:: SET EXERCISE 1 ::
In the satellite launch article, why will Monday's launch bring the Quasi-Zenith Satellite System to full strength?
:: SET EXERCISE 2 ::
Repeat the stretch of the satellite launch article from "Japan’s Quasi-Zenith Satellite" through "Tanegashima Space Center.".

:: READING PASSAGE ::
Japan’s Quasi-Zenith Satellite System, designed to improve the availability & accuracy of satellite navigation over the island nation, will reach full strength on Monday when the fourth and last planned QZSS satellite takes flight atop an H-IIA rocket blasting off from the picturesque Tanegashima Space Center.
Michibiki-4 will complete the four-satellite constellation expected to deliver fully operational navigation augmentation starting next year with a future enhancement coming via the launch of additional satellites in the next decade.
The 53-meter tall H-IIA rocket is targeting an instantaneous liftoff time at 22:01:37 UTC on Monday, 7:01 a.m. local time, thundering off from its sea-side launch pad to dispatch the 4,000-Kilogram QZS-4 satellite into a highly elliptical transfer orbit. After separating from the rocket, QZS-4 will take a precise position in a specialized orbit, operating in a three-shift pattern alongside two other QZSS craft with each at high elevation over the Japanese Islands eight hours per day.

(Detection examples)
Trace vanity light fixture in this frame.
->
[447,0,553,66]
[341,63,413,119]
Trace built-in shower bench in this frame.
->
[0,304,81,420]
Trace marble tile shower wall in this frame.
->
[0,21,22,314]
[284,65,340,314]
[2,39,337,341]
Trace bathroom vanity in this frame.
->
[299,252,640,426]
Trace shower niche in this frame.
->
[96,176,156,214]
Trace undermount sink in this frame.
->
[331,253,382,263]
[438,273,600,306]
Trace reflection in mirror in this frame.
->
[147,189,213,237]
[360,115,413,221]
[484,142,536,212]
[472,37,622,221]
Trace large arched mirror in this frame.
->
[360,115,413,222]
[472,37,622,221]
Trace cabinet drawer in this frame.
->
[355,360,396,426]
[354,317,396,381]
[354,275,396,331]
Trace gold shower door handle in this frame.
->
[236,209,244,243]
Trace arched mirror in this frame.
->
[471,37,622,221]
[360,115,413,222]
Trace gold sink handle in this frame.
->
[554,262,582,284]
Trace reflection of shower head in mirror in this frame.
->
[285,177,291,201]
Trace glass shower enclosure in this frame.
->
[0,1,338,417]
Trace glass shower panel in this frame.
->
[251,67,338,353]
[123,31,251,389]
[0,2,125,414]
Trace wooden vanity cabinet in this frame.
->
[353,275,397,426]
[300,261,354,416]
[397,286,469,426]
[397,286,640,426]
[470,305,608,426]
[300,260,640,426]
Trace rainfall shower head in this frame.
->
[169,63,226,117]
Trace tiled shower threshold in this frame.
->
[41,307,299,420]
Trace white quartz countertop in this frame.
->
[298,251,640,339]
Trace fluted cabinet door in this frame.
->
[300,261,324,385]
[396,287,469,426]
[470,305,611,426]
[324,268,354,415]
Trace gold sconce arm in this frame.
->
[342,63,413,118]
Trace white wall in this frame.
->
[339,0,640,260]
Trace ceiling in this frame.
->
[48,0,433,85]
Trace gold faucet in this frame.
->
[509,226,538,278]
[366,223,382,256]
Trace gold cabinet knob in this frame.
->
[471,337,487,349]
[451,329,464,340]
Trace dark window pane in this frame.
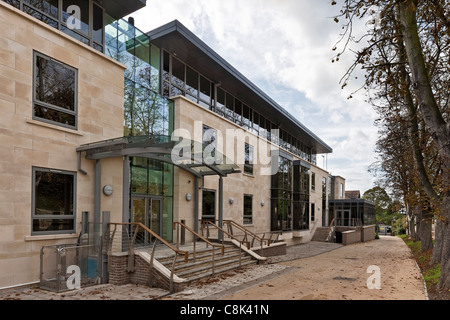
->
[92,4,104,43]
[33,219,75,232]
[34,170,74,216]
[225,93,234,121]
[186,67,198,97]
[172,58,185,89]
[35,55,76,111]
[24,0,58,18]
[61,26,89,45]
[244,143,254,174]
[202,190,216,220]
[3,0,20,9]
[234,99,242,125]
[163,51,170,81]
[216,88,225,116]
[34,105,76,127]
[244,195,253,224]
[200,76,211,103]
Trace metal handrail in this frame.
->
[172,221,225,277]
[108,223,189,292]
[202,220,243,267]
[223,220,271,249]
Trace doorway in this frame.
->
[131,196,163,245]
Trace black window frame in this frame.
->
[244,142,255,175]
[31,167,77,236]
[242,194,253,225]
[32,51,78,130]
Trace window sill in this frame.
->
[242,172,255,178]
[25,118,84,137]
[25,233,78,242]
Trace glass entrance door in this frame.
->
[131,196,162,245]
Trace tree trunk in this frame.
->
[418,209,433,252]
[398,0,450,289]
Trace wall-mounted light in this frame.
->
[103,185,113,197]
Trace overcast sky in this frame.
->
[127,0,377,193]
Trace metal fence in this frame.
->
[39,244,99,292]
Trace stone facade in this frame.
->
[0,1,124,288]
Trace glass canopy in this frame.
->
[77,135,241,178]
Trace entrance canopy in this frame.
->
[77,135,241,178]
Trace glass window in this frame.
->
[62,0,90,36]
[92,3,105,44]
[3,0,20,9]
[33,53,77,129]
[244,194,253,224]
[202,189,216,221]
[234,99,242,125]
[32,168,76,234]
[242,104,252,130]
[216,88,225,116]
[225,93,234,121]
[200,76,211,104]
[23,0,58,18]
[172,58,185,90]
[244,143,254,174]
[186,67,199,98]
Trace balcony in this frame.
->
[2,0,146,52]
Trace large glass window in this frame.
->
[11,0,105,52]
[244,194,253,224]
[33,53,78,129]
[162,51,316,168]
[271,156,292,231]
[202,189,216,221]
[244,143,254,175]
[32,168,76,235]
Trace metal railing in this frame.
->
[173,222,225,277]
[104,223,189,292]
[202,220,243,268]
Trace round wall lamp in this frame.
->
[103,185,113,197]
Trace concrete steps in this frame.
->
[157,244,258,283]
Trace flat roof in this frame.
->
[101,0,147,20]
[147,20,333,154]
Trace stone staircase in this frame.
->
[157,244,258,284]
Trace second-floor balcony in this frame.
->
[2,0,146,52]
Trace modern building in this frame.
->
[0,0,345,288]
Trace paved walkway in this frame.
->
[0,237,425,300]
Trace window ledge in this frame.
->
[25,233,78,241]
[25,118,84,137]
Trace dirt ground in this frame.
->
[216,236,427,300]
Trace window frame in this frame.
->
[31,167,77,236]
[32,51,79,130]
[242,194,253,225]
[244,142,255,176]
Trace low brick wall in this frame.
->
[342,225,375,246]
[109,253,183,292]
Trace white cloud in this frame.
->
[130,0,376,191]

:: TASK RESPONSE 1 ::
The launch carries the fourth and last planned QZSS satellite, Michibiki-4, atop an H-IIA rocket. That satellite completes the four-satellite constellation.

:: TASK RESPONSE 2 ::
Japan’s Quasi-Zenith Satellite System, designed to improve the availability & accuracy of satellite navigation over the island nation, will reach full strength on Monday when the fourth and last planned QZSS satellite takes flight atop an H-IIA rocket blasting off from the picturesque Tanegashima Space Center.